Task description - Convert the items into a two-column CSV with columns named text and answer, starting with the line containing "wooden china cabinet" and going on through the end of the items. Give one row per item, with its text and its answer each in a single quoted field and line breaks turned into spaces.

(Excerpts of location labeling data)
•••••

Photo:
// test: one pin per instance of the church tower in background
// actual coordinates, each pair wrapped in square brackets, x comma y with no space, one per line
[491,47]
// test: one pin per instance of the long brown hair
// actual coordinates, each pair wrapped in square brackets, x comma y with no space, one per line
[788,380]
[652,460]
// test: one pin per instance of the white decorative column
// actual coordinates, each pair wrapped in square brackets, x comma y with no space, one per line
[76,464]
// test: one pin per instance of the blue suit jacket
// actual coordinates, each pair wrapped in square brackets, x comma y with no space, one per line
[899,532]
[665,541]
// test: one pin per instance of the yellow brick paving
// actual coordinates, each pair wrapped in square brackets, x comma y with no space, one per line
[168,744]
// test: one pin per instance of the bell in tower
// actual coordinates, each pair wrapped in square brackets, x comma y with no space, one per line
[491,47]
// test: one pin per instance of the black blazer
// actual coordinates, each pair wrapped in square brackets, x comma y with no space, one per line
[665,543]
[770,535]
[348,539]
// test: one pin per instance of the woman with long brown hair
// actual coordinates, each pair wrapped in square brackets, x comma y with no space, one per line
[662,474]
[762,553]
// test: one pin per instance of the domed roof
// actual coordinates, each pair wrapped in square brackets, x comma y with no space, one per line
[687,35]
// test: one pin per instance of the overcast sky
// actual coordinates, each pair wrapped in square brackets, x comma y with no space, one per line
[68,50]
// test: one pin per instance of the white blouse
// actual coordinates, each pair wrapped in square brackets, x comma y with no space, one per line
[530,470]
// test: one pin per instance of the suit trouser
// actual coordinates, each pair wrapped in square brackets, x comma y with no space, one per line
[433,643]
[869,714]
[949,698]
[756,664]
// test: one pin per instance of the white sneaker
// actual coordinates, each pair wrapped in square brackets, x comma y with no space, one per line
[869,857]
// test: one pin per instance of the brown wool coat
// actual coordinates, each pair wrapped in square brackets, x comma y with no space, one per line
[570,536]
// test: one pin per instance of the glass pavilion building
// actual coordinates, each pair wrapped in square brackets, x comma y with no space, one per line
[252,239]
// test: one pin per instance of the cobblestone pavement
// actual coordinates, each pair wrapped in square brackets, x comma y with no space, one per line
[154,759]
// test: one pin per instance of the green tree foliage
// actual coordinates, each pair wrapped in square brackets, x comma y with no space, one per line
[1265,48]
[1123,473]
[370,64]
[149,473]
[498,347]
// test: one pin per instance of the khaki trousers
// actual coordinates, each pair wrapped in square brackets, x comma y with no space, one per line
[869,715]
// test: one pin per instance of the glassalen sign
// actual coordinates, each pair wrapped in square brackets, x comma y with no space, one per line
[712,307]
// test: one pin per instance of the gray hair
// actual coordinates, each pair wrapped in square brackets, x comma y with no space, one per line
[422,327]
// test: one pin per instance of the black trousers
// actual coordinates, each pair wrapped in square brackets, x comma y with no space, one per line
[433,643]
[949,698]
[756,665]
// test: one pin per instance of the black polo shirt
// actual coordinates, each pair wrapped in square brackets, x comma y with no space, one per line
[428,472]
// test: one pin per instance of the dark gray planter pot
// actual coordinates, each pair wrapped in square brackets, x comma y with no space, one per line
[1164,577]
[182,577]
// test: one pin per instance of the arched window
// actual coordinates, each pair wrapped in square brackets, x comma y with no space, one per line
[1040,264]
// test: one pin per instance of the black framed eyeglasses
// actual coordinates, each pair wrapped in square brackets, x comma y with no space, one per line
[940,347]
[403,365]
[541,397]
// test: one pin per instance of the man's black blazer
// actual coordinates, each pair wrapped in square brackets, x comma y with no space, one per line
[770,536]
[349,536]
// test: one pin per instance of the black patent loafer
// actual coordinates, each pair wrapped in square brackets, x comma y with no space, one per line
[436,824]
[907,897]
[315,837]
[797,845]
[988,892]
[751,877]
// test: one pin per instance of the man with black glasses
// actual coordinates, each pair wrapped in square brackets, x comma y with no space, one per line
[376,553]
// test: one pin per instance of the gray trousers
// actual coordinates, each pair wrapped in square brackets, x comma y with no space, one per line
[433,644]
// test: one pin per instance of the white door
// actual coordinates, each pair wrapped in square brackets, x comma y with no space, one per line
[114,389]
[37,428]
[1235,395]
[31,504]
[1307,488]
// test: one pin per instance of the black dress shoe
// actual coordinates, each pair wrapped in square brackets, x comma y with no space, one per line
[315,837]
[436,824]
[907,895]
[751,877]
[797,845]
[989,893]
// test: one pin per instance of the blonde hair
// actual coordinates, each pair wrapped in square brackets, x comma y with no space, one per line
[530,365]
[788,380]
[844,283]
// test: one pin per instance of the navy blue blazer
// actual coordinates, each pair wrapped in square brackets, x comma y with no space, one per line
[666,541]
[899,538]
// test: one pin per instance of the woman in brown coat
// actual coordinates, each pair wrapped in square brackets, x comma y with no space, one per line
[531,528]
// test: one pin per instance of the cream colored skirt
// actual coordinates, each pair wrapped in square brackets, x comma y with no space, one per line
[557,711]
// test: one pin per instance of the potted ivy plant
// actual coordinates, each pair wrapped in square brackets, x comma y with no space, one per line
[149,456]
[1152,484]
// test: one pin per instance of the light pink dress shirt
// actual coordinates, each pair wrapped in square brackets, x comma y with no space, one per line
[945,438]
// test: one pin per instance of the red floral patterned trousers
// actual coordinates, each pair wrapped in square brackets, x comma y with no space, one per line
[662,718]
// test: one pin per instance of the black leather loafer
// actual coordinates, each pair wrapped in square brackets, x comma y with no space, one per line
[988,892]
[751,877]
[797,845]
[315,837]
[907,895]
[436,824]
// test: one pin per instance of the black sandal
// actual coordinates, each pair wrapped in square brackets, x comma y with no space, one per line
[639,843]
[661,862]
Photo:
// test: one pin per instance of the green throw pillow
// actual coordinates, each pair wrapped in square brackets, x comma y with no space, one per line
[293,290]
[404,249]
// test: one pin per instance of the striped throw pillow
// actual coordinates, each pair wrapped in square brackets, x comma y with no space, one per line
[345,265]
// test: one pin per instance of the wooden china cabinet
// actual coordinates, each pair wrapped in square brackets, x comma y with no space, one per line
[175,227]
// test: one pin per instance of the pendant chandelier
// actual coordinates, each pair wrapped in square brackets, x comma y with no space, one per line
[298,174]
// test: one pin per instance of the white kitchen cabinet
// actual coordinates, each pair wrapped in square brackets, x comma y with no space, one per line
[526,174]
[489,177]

•••••

The solution -
text,answer
"// test: one pin per instance of the wooden china cabinet // actual coordinates, each pair wrapped in square brackets, x comma y with no space, one per line","[175,227]"
"// test: one pin per instance of the pendant chandelier // actual coordinates, each pair wrapped in square brackets, x comma y with no space, one per line","[298,174]"
"// test: one pin per instance of the white kitchen cabinet // actual coordinates, each pair wrapped in square brackets, x comma y with no space, one per line","[526,174] [489,177]"